= Try it =
When you respond, restate each record exactly as it is given.

= Dataset entries =
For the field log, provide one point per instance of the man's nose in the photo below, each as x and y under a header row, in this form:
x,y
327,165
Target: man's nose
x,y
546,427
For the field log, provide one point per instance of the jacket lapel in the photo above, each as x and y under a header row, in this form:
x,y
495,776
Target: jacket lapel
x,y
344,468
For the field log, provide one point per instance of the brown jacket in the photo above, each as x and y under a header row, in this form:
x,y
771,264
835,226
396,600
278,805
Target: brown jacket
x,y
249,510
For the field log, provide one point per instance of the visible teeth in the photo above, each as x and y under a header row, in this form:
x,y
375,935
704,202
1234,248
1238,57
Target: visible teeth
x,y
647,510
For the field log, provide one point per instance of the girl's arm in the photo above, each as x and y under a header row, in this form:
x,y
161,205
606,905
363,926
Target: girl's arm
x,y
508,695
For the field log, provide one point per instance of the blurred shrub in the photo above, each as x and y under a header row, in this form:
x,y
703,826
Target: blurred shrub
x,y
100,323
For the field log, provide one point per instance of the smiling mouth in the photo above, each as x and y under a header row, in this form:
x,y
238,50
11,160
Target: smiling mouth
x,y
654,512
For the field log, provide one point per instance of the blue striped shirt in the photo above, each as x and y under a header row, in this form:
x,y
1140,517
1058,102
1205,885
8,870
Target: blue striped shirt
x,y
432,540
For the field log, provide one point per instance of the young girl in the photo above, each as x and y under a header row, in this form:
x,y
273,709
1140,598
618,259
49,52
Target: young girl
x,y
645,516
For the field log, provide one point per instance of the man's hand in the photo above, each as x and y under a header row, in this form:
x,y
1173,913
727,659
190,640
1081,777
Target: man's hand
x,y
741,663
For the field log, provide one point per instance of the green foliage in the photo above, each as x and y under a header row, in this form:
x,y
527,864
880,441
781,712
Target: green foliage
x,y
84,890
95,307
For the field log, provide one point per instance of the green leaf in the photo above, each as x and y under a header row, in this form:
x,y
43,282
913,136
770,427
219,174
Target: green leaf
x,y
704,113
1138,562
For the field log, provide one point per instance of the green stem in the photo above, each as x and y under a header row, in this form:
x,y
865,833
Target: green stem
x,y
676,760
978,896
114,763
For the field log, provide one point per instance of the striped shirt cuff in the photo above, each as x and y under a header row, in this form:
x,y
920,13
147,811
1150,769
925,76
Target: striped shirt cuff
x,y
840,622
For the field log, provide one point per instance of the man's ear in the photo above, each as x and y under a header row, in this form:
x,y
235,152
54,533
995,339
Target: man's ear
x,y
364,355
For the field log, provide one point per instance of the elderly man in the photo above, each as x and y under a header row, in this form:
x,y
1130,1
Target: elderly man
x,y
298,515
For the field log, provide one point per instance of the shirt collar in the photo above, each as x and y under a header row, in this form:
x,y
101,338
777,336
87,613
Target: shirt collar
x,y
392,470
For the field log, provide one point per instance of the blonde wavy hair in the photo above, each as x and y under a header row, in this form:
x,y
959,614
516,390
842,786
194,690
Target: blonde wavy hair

= Task solution =
For the field log, provide one point per instance of the man's nose in the photo below, each as x and y under a header row, in this form:
x,y
327,165
Target: man's nose
x,y
546,427
For the field log, provide one point per instance of the jacket lapel in the photo above, each as x and y under a header row, in this form:
x,y
495,776
Target: jacket lapel
x,y
344,468
For the field log, provide one point per instance of the brown jacket in the photo above, each as x and y under a header row, in this form:
x,y
771,264
835,226
396,600
278,805
Target: brown jacket
x,y
249,510
For the field log, provide one point per instance of the visible teeth in the photo above, each as x and y under a header row, in this form:
x,y
375,935
704,202
1234,248
1238,57
Target: visible teeth
x,y
647,510
For the field log, provide one point per instance of the girl's arm in the photo above, each as x and y under a header row, in this form:
x,y
161,205
606,905
363,926
Target: girl's arm
x,y
508,695
For the field log, provide one point per instance of the blurred shrub in the photo above, each as x and y under a header row, in this form:
x,y
703,826
Target: blurred shrub
x,y
100,323
For the field log, provide one point per instance of the smiling mouth in the photo above, each as x and y under a header row, in this form:
x,y
238,50
11,160
Target: smiling mouth
x,y
654,512
For the field log, provide one point per instance of the blue striped shirt in the photo above, each as x and y under a header row, in this form:
x,y
1140,517
1058,102
1205,885
8,870
Target: blue striped shirt
x,y
432,540
For the field log, provide one point per instance of the young girl in the photo above, each as x and y under a header row, in this form:
x,y
273,709
1140,598
618,259
49,52
Target: young girl
x,y
645,516
For the field log, provide one point per instance of the man's hand in the photo above, each as x and y under a header row, in this form:
x,y
1173,913
727,659
190,640
1081,777
Target: man's hand
x,y
741,663
For the field log, provide one point per instance of the green foliage in the photo above, each as x and y under a header row, in this form:
x,y
527,864
880,441
781,712
Target: green foliage
x,y
84,890
95,307
For the field log, provide one point per instance of the green leaf in the photo above, each as x and y under a header row, in this form:
x,y
43,282
913,136
770,427
219,174
Target: green leaf
x,y
704,113
1138,562
For the field log, provide one point per instance of the green stem in the photo above, each as x and y under a header row, in this form:
x,y
865,833
Target: green stem
x,y
676,760
978,896
114,763
For the field log, provide one point per instance of the striped shirt cuff in the photo above, each as x and y under a header row, in this form:
x,y
920,13
147,811
1150,769
925,76
Target: striped shirt cuff
x,y
840,622
For the field log, provide one point per instance of the man's ear in the photo above, each as x and y under a header row, in this form:
x,y
235,152
54,533
995,339
Target: man's ear
x,y
364,355
For the field log, provide one point per instance of the elderly man in the photo above, each as x and y under a header row, in this form:
x,y
1130,1
Target: elderly man
x,y
298,515
For the field log, provide one point per instance of the shirt collar in the photo above, each as x and y under a header row, in this form:
x,y
101,338
777,336
87,613
Target: shirt collar
x,y
392,470
For the field log, provide one point per instance of the blonde wavy hair in the photo above, each as x and y under a header row, in this form:
x,y
959,614
516,390
842,786
194,690
Target: blonde wavy hair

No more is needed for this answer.